-- Start of Extracted text --

Oddly enough its not impossible for something connected to the mains to 'know' what the mains phase is.

The inverters should simply just try and feed the mains with whatever it has available: there is no 'switch on' as such.

No, they start as crap, get covered in crap and end as scrap.

You probably get paid whether they work or not.

Whether they have to be or not, the installers won't .

Probably with a squirty foam gun.

Reply to
The Natural Philosopher

Panels are actually rated by their peak output, and are typically in the range 100 to 260 Wp

The inverter is required to monitor the mains voltage and phase. Its control electronics takes care of it. There are mandatory requirements to be met by any installation connected to the incoming supply.

The panels will produce an output voltage whenever enough light falls on them. As soon as the output is sufficient, then the inverter turns on and produces ac output. This continuously varies.

Formal instructions say that they should be cleaned periodically. How necessary this is may depend upon the location and the nature of any contamination.

I guess that, as the number of installations increases, there will probably be firms appearing who will do this for a fee.

Not necessarily. However it would be prudent to get a written waiver from building control. I required my installer to take care of this.

OTOH a friend discovered his roof timbers had warped and were no longer properly supporting the roof weight. This required professional assistance and the addition of reinforcing steelwork.

-- End of Extracted text --
-- Start of Collected data --

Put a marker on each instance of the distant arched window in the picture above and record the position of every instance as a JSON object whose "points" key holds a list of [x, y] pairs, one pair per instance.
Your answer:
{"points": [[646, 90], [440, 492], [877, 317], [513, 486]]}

-- End of Collected data --

▶ Instructions
1) Summarize the solar panel discussion in two sentences.
2) From the solar panel discussion, quote word for word the part that opens with the words containing "The panels will" and closes with "care of this.".

▶ Answers in order
1) Panels are rated by their peak output, typically 100 to 260 Wp, and the inverter must monitor the mains voltage and phase, turning on to produce ac output once the panels' output is sufficient. Formal instructions say panels should be cleaned periodically, and one friend's warped roof timbers required professional assistance and reinforcing steelwork.

2)
The panels will produce an output voltage whenever enough light falls on them. As soon as the output is sufficient, then the inverter turns on and produces ac output. This continuously varies.

Formal instructions say that they should be cleaned periodically. How necessary this is may depend upon the location and the nature of any contamination.

I guess that, as the number of installations increases, there will probably be firms appearing who will do this for a fee.

Not necessarily. However it would be prudent to get a written waiver from building control. I required my installer to take care of this.